# Collection Option?



## ace_d_house_cat (6/1/21)

Hi guys, 

I need a few bottles of e-liquid (and will require some on an ongoing basis) and I work across the street from your head office. Do you guys have an online order and collect option perhaps? 

Thanks in advance!


----------



## Stroodlepuff (6/1/21)

Hi There

We stopped it during last year due to lockdown regulations, I am happy to assist if you need though, otherwise we have a store in Crowthorne shopping center which is just down the road.


----------



## ace_d_house_cat (6/1/21)

Stroodlepuff said:


> Hi There
> 
> We stopped it during last year due to lockdown regulations, I am happy to assist if you need though, otherwise we have a store in Crowthorne shopping center which is just down the road.

INFORMATION SHOWN:
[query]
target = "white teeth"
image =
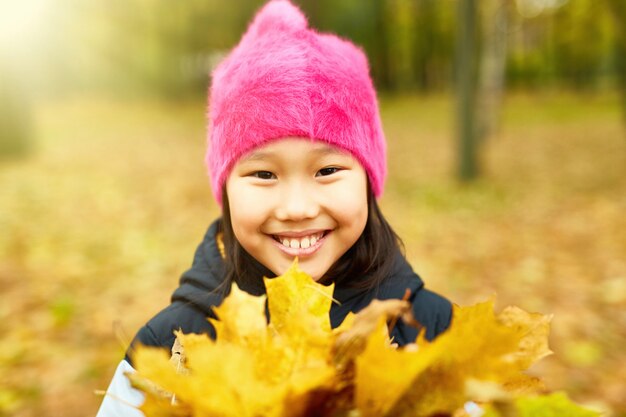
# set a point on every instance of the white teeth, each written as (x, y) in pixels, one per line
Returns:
(297, 243)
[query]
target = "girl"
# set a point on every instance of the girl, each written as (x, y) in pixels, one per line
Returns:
(297, 160)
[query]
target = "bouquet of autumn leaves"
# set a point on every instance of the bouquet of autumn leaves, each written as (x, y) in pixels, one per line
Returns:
(296, 365)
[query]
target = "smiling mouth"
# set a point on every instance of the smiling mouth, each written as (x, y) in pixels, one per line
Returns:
(300, 242)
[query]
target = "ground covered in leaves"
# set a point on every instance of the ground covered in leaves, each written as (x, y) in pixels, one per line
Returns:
(98, 223)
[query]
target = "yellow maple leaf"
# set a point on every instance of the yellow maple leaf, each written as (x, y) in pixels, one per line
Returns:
(295, 365)
(477, 346)
(252, 368)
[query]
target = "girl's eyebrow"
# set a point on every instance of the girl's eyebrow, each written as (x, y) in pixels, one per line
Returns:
(321, 151)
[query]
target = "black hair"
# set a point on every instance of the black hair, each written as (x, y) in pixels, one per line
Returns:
(365, 265)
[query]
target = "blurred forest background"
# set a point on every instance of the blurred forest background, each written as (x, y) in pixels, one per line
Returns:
(505, 122)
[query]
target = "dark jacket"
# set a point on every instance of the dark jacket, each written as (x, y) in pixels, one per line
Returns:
(198, 292)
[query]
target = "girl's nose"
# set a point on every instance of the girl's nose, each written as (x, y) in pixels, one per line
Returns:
(297, 202)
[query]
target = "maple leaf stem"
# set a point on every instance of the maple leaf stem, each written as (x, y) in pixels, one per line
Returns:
(115, 397)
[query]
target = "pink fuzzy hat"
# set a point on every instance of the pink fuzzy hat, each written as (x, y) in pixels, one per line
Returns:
(284, 79)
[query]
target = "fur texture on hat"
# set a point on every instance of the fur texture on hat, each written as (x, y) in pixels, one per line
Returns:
(284, 79)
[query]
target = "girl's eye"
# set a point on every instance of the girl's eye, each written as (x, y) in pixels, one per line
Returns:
(263, 175)
(327, 171)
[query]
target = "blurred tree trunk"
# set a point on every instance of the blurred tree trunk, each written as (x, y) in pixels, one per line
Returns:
(15, 114)
(466, 52)
(494, 22)
(618, 10)
(380, 66)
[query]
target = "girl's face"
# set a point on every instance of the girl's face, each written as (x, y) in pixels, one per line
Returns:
(297, 197)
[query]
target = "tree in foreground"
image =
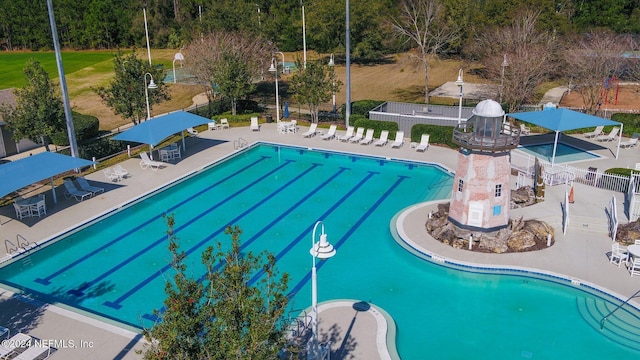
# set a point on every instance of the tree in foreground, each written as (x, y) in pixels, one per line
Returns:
(38, 113)
(225, 316)
(125, 95)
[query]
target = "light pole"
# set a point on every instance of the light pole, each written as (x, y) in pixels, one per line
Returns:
(321, 250)
(332, 63)
(504, 64)
(152, 85)
(274, 68)
(459, 82)
(304, 39)
(179, 57)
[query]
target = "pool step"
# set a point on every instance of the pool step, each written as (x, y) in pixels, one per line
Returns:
(623, 326)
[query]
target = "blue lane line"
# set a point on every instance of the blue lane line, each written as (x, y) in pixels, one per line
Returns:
(154, 317)
(344, 238)
(47, 280)
(87, 284)
(116, 304)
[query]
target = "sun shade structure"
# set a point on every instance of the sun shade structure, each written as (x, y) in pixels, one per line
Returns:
(29, 170)
(154, 131)
(560, 120)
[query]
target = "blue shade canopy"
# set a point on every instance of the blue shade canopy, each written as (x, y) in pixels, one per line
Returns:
(154, 131)
(561, 119)
(29, 170)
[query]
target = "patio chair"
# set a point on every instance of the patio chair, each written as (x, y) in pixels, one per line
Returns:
(610, 137)
(84, 185)
(384, 138)
(618, 255)
(72, 191)
(424, 143)
(397, 143)
(594, 133)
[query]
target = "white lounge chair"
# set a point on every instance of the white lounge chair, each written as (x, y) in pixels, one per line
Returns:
(424, 143)
(610, 137)
(84, 185)
(72, 191)
(594, 133)
(254, 124)
(384, 138)
(146, 162)
(348, 135)
(312, 130)
(368, 138)
(358, 136)
(331, 133)
(633, 141)
(399, 140)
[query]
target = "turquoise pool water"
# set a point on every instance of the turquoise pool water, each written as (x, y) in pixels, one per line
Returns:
(117, 266)
(564, 153)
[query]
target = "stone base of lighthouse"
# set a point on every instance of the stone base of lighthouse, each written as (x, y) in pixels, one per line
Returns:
(481, 191)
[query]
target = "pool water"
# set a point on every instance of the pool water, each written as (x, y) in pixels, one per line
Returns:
(564, 153)
(117, 267)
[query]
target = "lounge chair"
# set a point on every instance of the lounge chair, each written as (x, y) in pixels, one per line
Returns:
(594, 133)
(254, 124)
(399, 140)
(312, 130)
(384, 136)
(633, 141)
(358, 136)
(348, 135)
(610, 137)
(368, 138)
(146, 162)
(72, 191)
(331, 133)
(84, 185)
(424, 143)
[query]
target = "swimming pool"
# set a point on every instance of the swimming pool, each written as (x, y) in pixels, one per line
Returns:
(564, 153)
(117, 266)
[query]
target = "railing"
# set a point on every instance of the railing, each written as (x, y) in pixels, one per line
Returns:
(616, 309)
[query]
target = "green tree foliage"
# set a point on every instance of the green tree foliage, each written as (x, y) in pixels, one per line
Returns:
(38, 113)
(314, 85)
(225, 316)
(126, 93)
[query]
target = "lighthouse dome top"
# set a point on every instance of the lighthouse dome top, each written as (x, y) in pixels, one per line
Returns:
(488, 108)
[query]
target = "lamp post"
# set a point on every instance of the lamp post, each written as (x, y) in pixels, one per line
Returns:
(321, 250)
(152, 85)
(274, 68)
(332, 63)
(504, 64)
(459, 83)
(179, 57)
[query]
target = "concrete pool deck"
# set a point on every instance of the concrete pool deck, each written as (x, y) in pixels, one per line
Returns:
(581, 254)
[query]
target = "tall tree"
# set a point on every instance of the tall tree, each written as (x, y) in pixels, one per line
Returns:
(38, 113)
(127, 95)
(227, 315)
(424, 24)
(314, 85)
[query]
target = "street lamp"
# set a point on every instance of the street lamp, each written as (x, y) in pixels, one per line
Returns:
(321, 250)
(332, 63)
(179, 57)
(504, 64)
(274, 68)
(152, 85)
(459, 83)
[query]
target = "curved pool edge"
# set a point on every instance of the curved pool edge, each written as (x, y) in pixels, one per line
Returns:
(400, 234)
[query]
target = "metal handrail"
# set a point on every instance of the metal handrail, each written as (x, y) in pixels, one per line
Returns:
(616, 309)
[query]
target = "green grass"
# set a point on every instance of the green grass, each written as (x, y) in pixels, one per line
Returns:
(14, 62)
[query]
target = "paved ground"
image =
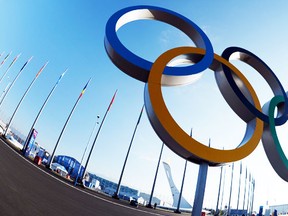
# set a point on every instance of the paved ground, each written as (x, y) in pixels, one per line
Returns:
(27, 190)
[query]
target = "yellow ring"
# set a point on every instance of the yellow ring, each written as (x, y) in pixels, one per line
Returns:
(173, 135)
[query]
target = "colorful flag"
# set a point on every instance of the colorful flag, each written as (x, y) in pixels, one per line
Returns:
(84, 89)
(112, 100)
(26, 63)
(41, 69)
(61, 76)
(6, 57)
(140, 115)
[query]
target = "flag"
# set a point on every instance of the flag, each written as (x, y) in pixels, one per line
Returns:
(41, 69)
(14, 60)
(6, 57)
(246, 174)
(26, 63)
(61, 76)
(84, 89)
(112, 100)
(140, 115)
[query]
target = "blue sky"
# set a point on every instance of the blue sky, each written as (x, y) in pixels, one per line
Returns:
(70, 34)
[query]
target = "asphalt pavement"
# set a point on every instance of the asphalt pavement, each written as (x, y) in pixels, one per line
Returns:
(26, 189)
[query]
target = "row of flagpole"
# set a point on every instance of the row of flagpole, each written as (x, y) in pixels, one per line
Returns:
(44, 104)
(251, 183)
(248, 195)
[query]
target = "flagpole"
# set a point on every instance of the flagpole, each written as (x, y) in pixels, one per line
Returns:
(232, 172)
(76, 179)
(4, 60)
(253, 183)
(219, 190)
(222, 197)
(239, 185)
(116, 194)
(245, 189)
(248, 197)
(155, 178)
(40, 111)
(182, 184)
(14, 80)
(24, 95)
(11, 64)
(64, 127)
(200, 187)
(99, 129)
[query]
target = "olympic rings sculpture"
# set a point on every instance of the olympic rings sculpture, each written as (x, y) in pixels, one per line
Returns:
(233, 85)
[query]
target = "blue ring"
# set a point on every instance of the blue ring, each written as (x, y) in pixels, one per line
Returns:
(266, 73)
(138, 67)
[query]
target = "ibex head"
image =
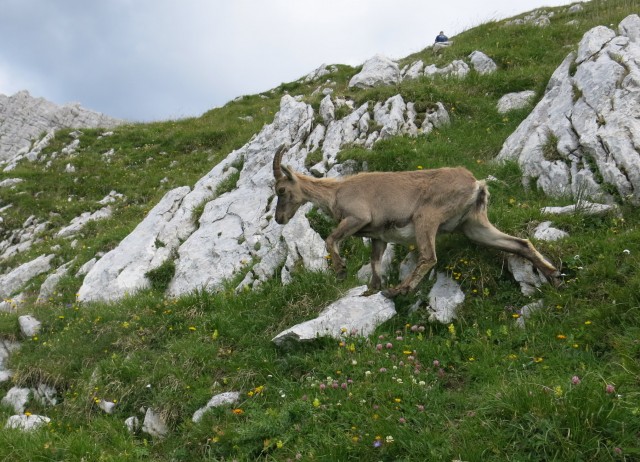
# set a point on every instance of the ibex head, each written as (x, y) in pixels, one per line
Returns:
(290, 196)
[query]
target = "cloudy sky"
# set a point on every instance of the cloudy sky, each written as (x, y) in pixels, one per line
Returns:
(146, 60)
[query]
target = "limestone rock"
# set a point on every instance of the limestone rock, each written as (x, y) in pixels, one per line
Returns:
(352, 313)
(456, 69)
(379, 70)
(154, 424)
(584, 207)
(586, 128)
(539, 18)
(236, 230)
(514, 101)
(221, 399)
(482, 63)
(77, 223)
(320, 72)
(524, 272)
(545, 232)
(29, 326)
(25, 118)
(17, 398)
(48, 287)
(27, 422)
(526, 312)
(445, 296)
(6, 347)
(15, 279)
(414, 70)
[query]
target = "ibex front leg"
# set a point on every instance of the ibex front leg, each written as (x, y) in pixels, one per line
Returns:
(426, 231)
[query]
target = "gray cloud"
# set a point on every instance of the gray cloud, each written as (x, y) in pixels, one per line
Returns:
(160, 59)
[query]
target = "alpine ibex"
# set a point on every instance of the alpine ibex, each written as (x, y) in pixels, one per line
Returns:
(400, 207)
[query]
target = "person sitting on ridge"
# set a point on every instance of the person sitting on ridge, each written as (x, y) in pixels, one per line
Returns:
(441, 38)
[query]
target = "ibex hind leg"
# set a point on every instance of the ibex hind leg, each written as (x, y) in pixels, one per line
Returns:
(377, 251)
(480, 230)
(426, 244)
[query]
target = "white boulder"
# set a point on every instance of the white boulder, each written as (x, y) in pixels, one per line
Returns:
(352, 313)
(378, 70)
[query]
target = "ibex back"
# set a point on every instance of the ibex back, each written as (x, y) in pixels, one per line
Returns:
(400, 207)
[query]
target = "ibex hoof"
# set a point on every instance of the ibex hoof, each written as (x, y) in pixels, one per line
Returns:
(369, 292)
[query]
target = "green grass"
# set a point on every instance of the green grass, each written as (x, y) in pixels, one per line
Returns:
(481, 389)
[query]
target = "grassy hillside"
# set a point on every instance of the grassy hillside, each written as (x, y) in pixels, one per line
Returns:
(565, 388)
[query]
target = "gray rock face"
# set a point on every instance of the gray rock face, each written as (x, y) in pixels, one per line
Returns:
(221, 399)
(77, 223)
(27, 422)
(154, 424)
(352, 313)
(482, 63)
(586, 129)
(379, 70)
(29, 326)
(15, 279)
(6, 347)
(456, 69)
(17, 398)
(236, 230)
(513, 101)
(25, 118)
(545, 232)
(444, 298)
(524, 272)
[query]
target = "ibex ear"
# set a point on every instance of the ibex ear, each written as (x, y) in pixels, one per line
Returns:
(288, 173)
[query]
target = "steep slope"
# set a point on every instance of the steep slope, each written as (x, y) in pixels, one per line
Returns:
(24, 118)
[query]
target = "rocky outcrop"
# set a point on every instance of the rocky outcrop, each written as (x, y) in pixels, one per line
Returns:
(13, 280)
(585, 132)
(379, 70)
(24, 118)
(236, 230)
(353, 314)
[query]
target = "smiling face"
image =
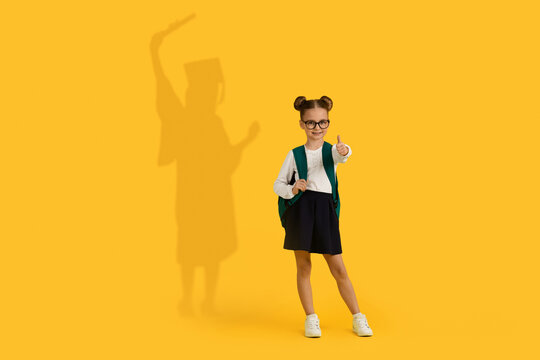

PROBLEM SET:
[A] Answer these questions using the forum thread about an order-and-collect option:
(i) Where does the first poster work in relation to the head office?
(ii) Why was the collection option stopped?
(iii) In which shopping center is the store that is mentioned?
Mark each answer with the same numeral.
[B] Reproduce the part of the forum thread about an order-and-collect option between "I need a few" and "Thanks in advance!", inclusive.
[C] Carry on the forum thread about an order-and-collect option from the point where it ends.

ANSWERS FOR THE EXERCISE:
[A]
(i) Across the street from the head office.
(ii) Because of lockdown regulations.
(iii) Crowthorne shopping center.

[B]
I need a few bottles of e-liquid (and will require some on an ongoing basis) and I work across the street from your head office. Do you guys have an online order and collect option perhaps? 

Thanks in advance!

[C]
That would be awesome; how would I go about placing an order without the delivery charge?


----------



## Stroodlepuff (6/1/21)

ace_d_house_cat said:


> That would be awesome; how would I go about placing an order without the delivery charge?



I will have to do it manually, then you can pay via eft if that is ok?

Reactions: Winner 1


----------



## ace_d_house_cat (6/1/21)

Stroodlepuff said:


> I will have to do it manually, then you can pay via eft if that is ok?



Perfect. 

Will DM you. 

Thank you very much.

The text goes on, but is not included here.